— START Task material —
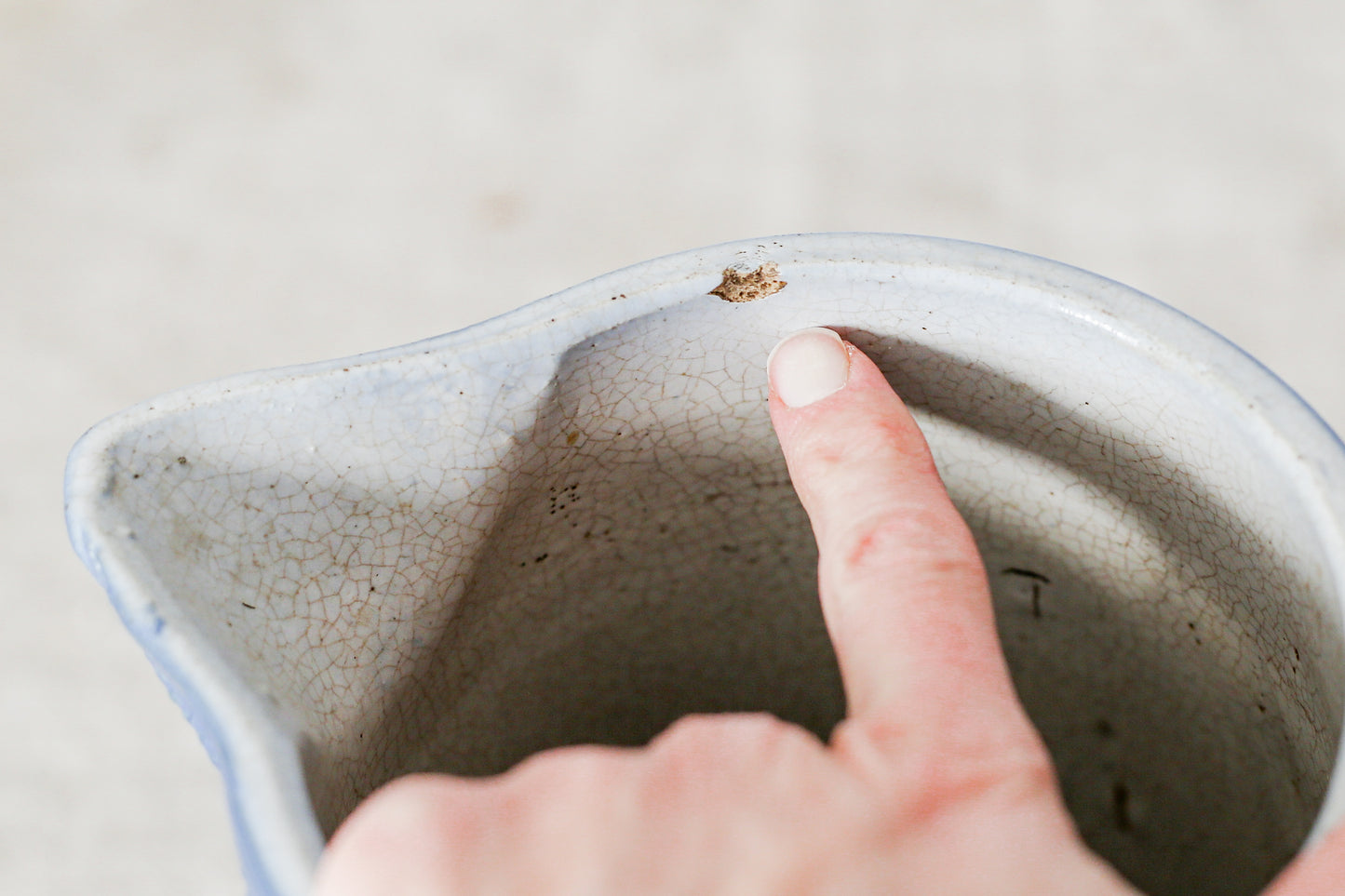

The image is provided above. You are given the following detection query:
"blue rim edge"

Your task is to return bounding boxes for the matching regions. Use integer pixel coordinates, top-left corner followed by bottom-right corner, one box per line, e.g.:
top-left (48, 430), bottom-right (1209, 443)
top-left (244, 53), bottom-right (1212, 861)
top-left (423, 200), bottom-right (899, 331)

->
top-left (64, 233), bottom-right (1345, 896)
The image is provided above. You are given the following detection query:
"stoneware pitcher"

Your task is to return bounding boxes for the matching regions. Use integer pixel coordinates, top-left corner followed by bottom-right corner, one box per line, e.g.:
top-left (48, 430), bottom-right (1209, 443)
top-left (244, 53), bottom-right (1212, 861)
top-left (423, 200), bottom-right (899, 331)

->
top-left (66, 234), bottom-right (1345, 896)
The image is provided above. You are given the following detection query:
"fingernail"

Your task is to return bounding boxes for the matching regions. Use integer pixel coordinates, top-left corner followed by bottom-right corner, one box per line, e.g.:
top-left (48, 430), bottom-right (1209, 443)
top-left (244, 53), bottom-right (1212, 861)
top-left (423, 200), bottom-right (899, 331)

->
top-left (765, 327), bottom-right (850, 408)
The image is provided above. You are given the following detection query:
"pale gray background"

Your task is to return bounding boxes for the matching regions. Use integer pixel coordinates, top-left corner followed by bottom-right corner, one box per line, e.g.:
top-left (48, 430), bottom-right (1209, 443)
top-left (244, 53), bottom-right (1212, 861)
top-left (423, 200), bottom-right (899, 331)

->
top-left (0, 0), bottom-right (1345, 896)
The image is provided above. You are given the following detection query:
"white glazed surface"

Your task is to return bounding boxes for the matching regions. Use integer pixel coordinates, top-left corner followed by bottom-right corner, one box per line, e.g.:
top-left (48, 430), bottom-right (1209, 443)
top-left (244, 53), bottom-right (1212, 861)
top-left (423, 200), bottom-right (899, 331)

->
top-left (69, 234), bottom-right (1345, 893)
— END Task material —
Stated task: Rewrite the listing above without the pictures, changing every occurrence of "detection query" to "search phrase" and leaving all other text as it is.

Answer below:
The image is provided above. You are given the following search phrase:
"blue rim edge"

Your task is to return bounding boxes for the matching regions. Use integer pixel coordinates, top-left corner followed by bottom-right corner, one box per line, e.g.:
top-left (48, 430), bottom-right (1209, 443)
top-left (244, 53), bottom-right (1212, 861)
top-left (423, 200), bottom-right (899, 331)

->
top-left (64, 233), bottom-right (1345, 896)
The image is provided above. You are given the following search phrase:
"stoneware pitcher"

Your task is to return bounding boxes for the matching regions. Use integer pixel coordinates, top-left corner followed by bottom-right corner, one box per line, e.g.:
top-left (48, 430), bottom-right (1209, 443)
top-left (244, 53), bottom-right (1212, 861)
top-left (423, 200), bottom-right (899, 331)

->
top-left (66, 234), bottom-right (1345, 896)
The image is provided above. You are given the following search phrase:
"fingernail"

Your task is to return bounding boxes for the matching regions. Use integer pixel coordinates, top-left corner followed by bottom-right corner, one box per line, e.g.:
top-left (48, 430), bottom-right (1209, 443)
top-left (244, 53), bottom-right (1212, 861)
top-left (423, 200), bottom-right (899, 331)

->
top-left (765, 327), bottom-right (850, 408)
The image is provided above. You are given the following search phrase:
"pale gray background"

Your task is to return bounding boxes for the matching regions. Use integer pixel coordinates, top-left corner followed by bottom-right corner, one box per line, e.g.:
top-left (48, 430), bottom-right (1209, 443)
top-left (244, 53), bottom-right (1212, 861)
top-left (423, 200), bottom-right (899, 331)

->
top-left (0, 0), bottom-right (1345, 896)
The image is provided above. You are given the following search phrase:
"white glazed surface"

Your task is to return bounding boxes for the matching regions. Use integer pixel coordinates, top-left corner followed by bottom-right corner, one box per line, e.g.:
top-left (48, 430), bottom-right (1209, 443)
top-left (244, 53), bottom-right (1212, 861)
top-left (423, 200), bottom-right (899, 331)

->
top-left (69, 234), bottom-right (1345, 893)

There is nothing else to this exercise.